### EXERCISE INSTRUCTIONS
Output the data that follows exactly, line for line.

### DATA TO USE
= = =

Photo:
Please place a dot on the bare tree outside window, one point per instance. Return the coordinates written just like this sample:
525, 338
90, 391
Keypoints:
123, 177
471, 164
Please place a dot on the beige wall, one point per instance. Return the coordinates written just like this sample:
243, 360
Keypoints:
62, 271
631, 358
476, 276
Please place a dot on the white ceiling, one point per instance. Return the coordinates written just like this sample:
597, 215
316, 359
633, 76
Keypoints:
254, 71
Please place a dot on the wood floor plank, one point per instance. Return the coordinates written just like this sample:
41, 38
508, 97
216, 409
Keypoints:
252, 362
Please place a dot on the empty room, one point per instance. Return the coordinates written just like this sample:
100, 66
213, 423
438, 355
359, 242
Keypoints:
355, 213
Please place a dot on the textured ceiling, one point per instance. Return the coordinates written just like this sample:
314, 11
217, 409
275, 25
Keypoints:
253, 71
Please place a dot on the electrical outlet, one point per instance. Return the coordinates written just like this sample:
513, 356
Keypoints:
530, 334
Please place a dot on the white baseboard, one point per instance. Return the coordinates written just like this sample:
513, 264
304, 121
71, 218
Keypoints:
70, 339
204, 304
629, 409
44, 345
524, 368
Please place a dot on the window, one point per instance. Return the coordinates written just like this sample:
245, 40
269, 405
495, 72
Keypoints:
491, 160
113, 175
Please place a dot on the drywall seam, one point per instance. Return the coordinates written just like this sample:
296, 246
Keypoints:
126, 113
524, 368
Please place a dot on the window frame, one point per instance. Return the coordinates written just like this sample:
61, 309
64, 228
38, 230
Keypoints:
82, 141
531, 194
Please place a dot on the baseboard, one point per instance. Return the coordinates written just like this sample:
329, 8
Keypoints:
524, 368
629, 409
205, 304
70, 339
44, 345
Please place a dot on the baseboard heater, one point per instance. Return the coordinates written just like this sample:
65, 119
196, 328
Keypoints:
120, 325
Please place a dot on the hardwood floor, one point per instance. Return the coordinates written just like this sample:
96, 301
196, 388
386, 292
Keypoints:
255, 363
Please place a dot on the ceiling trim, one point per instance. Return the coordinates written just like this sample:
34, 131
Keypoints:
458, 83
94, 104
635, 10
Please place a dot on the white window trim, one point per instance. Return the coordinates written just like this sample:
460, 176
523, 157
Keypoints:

= = =

### RESULT FOR THIS EXERCISE
Photo:
Please place a dot on the bare tree outside window, one point per instance. Return the coordinates written just like this sample:
525, 338
90, 391
Keypoints:
123, 177
471, 164
Please place a dot on the beige wall, one point per instance. Return the coordinates written just like this sample:
243, 360
Keypoints:
62, 271
631, 358
476, 276
Please place a dot on the white ceiling, one point per instance. Return the coordinates written just like this sample:
597, 215
316, 359
633, 76
Keypoints:
254, 71
Please place a dot on the wood floor plank, one point per instance. Return the coordinates written just like this sample:
41, 38
508, 97
216, 409
Keypoints:
252, 362
Please place a dot on the empty room, one point per instance. Return the coordinates written just like this sample:
100, 66
213, 423
438, 355
359, 242
Keypoints:
355, 213
Please place a dot on the textured ceiling, one point per instance. Return the coordinates written just like this sample:
314, 11
217, 409
275, 25
Keypoints:
253, 71
Please place a dot on the electrical outlet, one point per instance. Return the coordinates written just like this sample:
513, 356
Keypoints:
530, 334
Please place a dot on the white baseboard, one point per instance. Return the coordinates written just like this sample:
513, 264
304, 121
71, 218
Keypoints:
70, 339
204, 304
629, 409
44, 345
524, 368
Please place a dot on the window, one point per instance. Return the coordinates written just like this sample:
245, 40
269, 405
495, 72
Keypoints:
491, 160
113, 175
Please place a dot on the drywall seam, one point per instance. Return the coordinates written just like this sample:
296, 246
Keypoints:
126, 113
524, 368
Please place a dot on the window frame, one point per instance. Return the coordinates written just like this sample:
61, 309
64, 228
38, 230
Keypoints:
82, 141
531, 194
Please place a dot on the baseboard, one point per instance. Return the coordinates written just like this sample:
329, 8
Keypoints:
524, 368
629, 409
205, 304
70, 339
44, 345
Please place a dot on the baseboard heater, one point per instance. Return the coordinates written just like this sample:
65, 119
196, 328
Keypoints:
120, 325
Please place a dot on the hardwood floor, one point per instance. Return the coordinates written just like this sample:
96, 301
196, 388
386, 292
Keypoints:
255, 363
Please place a dot on the ceiling trim, one point per instance. Return the coordinates written just like this sample:
34, 131
Keypoints:
458, 83
94, 104
635, 10
Please place a dot on the white window trim, one point per instance. Return the coordinates written just like this sample:
460, 176
523, 157
Keypoints:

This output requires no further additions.